◆ Problem description: Copy out every record below, word for word.

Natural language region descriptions
------------------------------

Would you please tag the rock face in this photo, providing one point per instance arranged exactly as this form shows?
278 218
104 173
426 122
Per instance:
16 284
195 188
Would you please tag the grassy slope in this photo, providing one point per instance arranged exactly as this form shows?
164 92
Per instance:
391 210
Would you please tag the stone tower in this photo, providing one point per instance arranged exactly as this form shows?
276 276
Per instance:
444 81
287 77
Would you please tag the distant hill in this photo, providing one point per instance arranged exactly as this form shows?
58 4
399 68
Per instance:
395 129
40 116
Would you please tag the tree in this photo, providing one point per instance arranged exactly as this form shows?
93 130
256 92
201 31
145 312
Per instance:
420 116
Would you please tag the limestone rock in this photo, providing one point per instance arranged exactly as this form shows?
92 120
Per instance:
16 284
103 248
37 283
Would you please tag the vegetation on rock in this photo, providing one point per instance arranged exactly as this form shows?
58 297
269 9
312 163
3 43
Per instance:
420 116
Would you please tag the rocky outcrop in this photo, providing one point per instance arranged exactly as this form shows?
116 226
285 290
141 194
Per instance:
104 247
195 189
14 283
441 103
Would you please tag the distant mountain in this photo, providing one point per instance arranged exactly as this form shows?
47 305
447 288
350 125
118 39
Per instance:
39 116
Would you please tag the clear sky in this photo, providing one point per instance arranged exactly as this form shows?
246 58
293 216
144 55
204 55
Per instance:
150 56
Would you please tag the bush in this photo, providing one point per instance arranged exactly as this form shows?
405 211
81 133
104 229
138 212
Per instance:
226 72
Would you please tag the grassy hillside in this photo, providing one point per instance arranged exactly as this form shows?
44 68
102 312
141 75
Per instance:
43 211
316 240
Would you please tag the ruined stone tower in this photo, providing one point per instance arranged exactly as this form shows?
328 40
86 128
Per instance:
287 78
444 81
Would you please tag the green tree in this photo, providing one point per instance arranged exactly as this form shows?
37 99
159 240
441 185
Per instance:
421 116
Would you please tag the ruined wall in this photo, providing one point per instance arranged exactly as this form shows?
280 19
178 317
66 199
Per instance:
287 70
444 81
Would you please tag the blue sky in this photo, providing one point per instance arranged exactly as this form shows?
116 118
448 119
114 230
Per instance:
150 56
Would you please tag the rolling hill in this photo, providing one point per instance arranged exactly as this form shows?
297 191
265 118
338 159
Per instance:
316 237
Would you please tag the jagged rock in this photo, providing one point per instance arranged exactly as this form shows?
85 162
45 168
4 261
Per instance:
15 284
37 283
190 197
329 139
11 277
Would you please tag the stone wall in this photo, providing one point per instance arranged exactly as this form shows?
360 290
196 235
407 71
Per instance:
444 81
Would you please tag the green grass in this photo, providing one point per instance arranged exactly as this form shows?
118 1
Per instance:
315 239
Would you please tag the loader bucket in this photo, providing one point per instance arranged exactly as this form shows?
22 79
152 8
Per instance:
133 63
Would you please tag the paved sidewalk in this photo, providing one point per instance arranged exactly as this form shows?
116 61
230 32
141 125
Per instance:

------------------------------

◆ Answer section:
Would you please tag the rock face in this photo, providing one point per instance arranged exactly as this form shows?
278 218
104 173
426 122
Per instance:
16 284
195 188
Would you please tag the grassy slope in this photo, providing one point per instance arranged exactly as this form shows?
164 92
Per instance:
391 210
Would you please tag the stone tower in this photo, providing one point per instance arranged exactly as this form shows?
276 276
Per instance:
444 81
287 77
Would you please tag the distant hill in this photo, providing one point per instance arranged exactly as this form shows?
58 4
399 68
Per instance:
395 129
40 116
Would you please tag the tree in this photo, providing one point per instance arranged exactly as this form shows?
93 130
256 92
201 31
145 312
Per instance:
420 116
Would you please tag the limestone rock in this photo, providing one point per instance arranged exactly as this form shows?
92 120
Per instance:
16 284
103 248
37 283
Would you please tag the vegetation on rock in this photo, providing one point per instance arranged exactly as this form shows?
58 297
269 9
312 163
3 43
Per instance:
420 116
Would you please tag the rocky outcrop in this photo, providing one point per instance arranged exactly as this form shows?
116 226
285 290
141 194
Per instance:
104 247
195 189
14 283
441 103
Would you please tag the distant mountain in this photo, providing one point per instance arranged exactly as this form shows?
47 305
447 288
350 125
118 39
Per instance:
39 116
Would you please tag the clear sky in this photo, providing one point per instance arranged exactly as this form shows?
246 58
293 216
144 55
204 55
Per instance:
150 56
Would you please tag the bush in this photo, providing one point per instance arranged exactly as this form shows?
405 211
81 133
104 229
138 212
Per instance:
226 72
Would you please tag the grassy hillside in this photo, providing one point per instance arranged exactly as this form shows?
44 68
102 312
141 75
Per instance:
43 211
316 240
Would you please tag the ruined stone tower in this photo, providing one point per instance arranged exactly as this form shows?
328 40
86 128
Per instance:
287 78
444 81
Would you please tag the green tree in this photo, providing one point per instance arranged exactly as this form shows?
37 99
159 240
441 185
Per instance:
421 116
Would you please tag the ruined wall in this photo, providing one point per instance arranged exactly as this form shows?
280 19
178 317
66 199
Per instance:
287 70
444 81
Would you please tag the blue sky in this photo, providing one point per instance arranged exactly as this form shows?
116 118
448 119
114 230
Per instance:
150 56
Would you please tag the rolling hill in this photo, providing one point per instance arranged exactly as this form shows?
297 191
265 118
338 159
Per instance:
316 237
Would you please tag the jagged rock in this photo, providing one point per instance arranged exactly as this form shows?
85 162
45 168
4 261
Per instance:
15 284
37 283
190 197
329 139
11 277
Would you please tag the stone wall in this photo, providing one point per instance arranged exactly as this form shows?
360 290
196 235
407 71
Per instance:
444 81
Would you please tag the green grass in this photo, providing one point per instance arranged exactly as this form shows?
118 1
Per instance:
315 239
Would you please tag the loader bucket in this photo, providing one point per instance arranged exactly as this form shows?
22 79
152 8
Per instance:
133 63
Would you please tag the paved sidewalk in this photo, providing one point per instance arranged exactly as this form shows?
116 61
230 32
141 125
Per instance:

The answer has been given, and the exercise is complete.